Testo fornito
━━━━━━━━

# .....Che cos'è l'amore.....



## lunaiena (11 Aprile 2012)

*Che cos’è l’AMORE?*
L’AMORE è L’AMORE INCONDIZIONATO – “l’amore” definito dagli umani è interpretato male. Ma
anche gli uomini possono trovare l’AMORE e di tutto è facile d’AMARE. Gli essere umani non
riconoscono più l’AMORE. L’hanno dimenticato del tutto e questo fa parte del loro coinvolgimento
nella profondità (abbassamento) è l’origine di tutti le paure, le malattie, le sofferenze, i dolori, le
disgrazie nel mondo nostro…
L’AMORE VERO non controlla, non è geloso, non crea paura, non fa soffrire, è incondizionato,
accetta tutto e tutti nel cuore (tollerare viene dal ratio), rispetta, è sempre presente – è uno stato di
essere! Importante è riconoscere la differenza fra AMORE e amore. Il sentimento del primo
innamoramento rispecchia più l’amore umano. L’amore di una madre si avvicina all’AMORE VERO
cioè INCONDIZIONATO.

━━━━━━━━

Materiale dell'esercizio
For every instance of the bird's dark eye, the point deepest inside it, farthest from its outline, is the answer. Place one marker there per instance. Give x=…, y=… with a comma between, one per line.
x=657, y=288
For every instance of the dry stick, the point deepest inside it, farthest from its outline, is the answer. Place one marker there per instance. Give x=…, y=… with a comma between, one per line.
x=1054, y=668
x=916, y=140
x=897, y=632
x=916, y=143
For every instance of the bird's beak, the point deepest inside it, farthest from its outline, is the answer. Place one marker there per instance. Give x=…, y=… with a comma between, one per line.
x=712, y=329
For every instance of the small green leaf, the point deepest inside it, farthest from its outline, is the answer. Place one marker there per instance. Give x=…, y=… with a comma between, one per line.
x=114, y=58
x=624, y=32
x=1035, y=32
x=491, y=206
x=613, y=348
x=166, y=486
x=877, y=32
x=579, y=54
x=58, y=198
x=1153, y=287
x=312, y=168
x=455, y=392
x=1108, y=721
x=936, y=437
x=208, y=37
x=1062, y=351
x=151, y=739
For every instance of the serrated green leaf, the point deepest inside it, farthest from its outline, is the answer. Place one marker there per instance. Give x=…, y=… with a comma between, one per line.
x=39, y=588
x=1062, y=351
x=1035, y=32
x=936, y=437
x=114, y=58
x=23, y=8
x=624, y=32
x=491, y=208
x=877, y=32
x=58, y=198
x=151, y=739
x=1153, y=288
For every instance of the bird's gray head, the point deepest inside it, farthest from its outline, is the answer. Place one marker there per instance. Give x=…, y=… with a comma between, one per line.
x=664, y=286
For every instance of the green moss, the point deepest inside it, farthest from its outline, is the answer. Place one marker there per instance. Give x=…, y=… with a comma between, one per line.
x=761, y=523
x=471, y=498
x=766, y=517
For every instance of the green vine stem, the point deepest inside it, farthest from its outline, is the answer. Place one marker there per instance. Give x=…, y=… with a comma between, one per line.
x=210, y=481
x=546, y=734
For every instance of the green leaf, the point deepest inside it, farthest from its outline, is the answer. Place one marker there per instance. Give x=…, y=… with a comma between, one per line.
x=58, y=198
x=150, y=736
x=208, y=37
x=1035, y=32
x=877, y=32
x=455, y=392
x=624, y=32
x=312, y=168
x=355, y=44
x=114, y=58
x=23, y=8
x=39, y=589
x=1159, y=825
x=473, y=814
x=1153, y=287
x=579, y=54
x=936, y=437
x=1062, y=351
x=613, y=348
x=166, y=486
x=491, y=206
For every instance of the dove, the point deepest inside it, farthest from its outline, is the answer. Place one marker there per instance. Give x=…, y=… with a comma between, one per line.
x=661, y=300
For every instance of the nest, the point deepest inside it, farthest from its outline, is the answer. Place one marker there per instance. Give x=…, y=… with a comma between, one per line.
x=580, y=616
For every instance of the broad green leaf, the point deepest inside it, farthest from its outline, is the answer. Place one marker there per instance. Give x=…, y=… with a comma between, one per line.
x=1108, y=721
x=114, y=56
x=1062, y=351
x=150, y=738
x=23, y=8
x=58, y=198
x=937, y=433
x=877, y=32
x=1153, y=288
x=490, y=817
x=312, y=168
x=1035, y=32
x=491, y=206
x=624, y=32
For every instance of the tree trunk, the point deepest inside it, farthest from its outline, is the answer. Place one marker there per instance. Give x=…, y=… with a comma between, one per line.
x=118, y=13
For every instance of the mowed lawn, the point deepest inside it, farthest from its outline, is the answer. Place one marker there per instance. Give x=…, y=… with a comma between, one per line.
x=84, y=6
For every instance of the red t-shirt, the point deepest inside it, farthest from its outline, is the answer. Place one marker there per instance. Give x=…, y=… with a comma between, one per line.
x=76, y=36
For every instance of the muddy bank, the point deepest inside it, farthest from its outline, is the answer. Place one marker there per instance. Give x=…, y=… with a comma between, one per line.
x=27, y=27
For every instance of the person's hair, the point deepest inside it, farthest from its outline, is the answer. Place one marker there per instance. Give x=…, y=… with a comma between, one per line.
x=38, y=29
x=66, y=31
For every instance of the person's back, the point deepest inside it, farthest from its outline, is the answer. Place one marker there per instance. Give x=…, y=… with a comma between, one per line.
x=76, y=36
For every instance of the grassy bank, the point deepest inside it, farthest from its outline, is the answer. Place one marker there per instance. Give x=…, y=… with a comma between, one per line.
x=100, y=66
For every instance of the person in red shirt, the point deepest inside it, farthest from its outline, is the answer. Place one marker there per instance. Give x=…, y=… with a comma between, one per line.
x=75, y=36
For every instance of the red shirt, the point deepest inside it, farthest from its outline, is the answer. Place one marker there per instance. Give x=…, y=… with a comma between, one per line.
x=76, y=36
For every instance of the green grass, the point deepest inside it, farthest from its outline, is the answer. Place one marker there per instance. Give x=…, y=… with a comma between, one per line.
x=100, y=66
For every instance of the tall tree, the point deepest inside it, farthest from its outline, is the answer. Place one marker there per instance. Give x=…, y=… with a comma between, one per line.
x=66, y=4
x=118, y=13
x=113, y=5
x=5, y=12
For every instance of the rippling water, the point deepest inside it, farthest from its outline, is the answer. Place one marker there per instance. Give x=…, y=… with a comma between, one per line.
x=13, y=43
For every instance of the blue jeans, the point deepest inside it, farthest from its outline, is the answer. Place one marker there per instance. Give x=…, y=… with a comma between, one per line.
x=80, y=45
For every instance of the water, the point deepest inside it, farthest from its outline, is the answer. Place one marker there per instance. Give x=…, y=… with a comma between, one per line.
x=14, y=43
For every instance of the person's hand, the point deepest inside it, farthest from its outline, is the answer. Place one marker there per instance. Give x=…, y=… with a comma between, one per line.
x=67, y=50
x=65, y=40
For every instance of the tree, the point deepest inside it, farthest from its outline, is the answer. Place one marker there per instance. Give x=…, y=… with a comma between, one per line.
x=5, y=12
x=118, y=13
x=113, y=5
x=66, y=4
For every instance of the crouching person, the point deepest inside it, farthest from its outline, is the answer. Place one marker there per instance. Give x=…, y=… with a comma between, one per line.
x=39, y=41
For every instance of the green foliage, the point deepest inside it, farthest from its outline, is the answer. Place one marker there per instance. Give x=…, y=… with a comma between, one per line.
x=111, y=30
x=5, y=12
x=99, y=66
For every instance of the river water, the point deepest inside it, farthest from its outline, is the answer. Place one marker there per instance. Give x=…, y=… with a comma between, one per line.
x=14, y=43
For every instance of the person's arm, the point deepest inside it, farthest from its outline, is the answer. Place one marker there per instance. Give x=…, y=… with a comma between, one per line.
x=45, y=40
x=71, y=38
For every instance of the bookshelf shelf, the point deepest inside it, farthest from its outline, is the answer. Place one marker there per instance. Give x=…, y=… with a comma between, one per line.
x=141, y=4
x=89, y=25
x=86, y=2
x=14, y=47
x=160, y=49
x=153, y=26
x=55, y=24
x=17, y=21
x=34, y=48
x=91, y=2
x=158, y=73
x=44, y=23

━━━━━━━━

Consegne dell'esercizio
A. Riassuma in due frasi il testo sull'amore.
B. Trascriva senza alcuna modifica, fra le righe, tutto ciò che va dalla riga contenente "For every instance of the bird's gray" fino alla riga contenente "x=766, y=517", entrambe comprese.
Il testo e le righe non hanno alcun legame tra loro.

Soluzioni per consegna
A. Il testo distingue l'AMORE vero, incondizionato, dall'amore come lo intendono gli esseri umani, che lo interpretano male e lo hanno dimenticato del tutto, e indica in questa dimenticanza l'origine di paure, malattie e sofferenze nel mondo. L'AMORE VERO non controlla, non è geloso, non fa soffrire, accetta tutto e tutti ed è uno stato di essere; il primo innamoramento rispecchia più l'amore umano, mentre quello di una madre si avvicina all'AMORE VERO.

B.
For every instance of the bird's gray head, the point deepest inside it, farthest from its outline, is the answer. Place one marker there per instance. Give x=…, y=… with a comma between, one per line.
x=664, y=286
For every instance of the green moss, the point deepest inside it, farthest from its outline, is the answer. Place one marker there per instance. Give x=…, y=… with a comma between, one per line.
x=761, y=523
x=471, y=498
x=766, y=517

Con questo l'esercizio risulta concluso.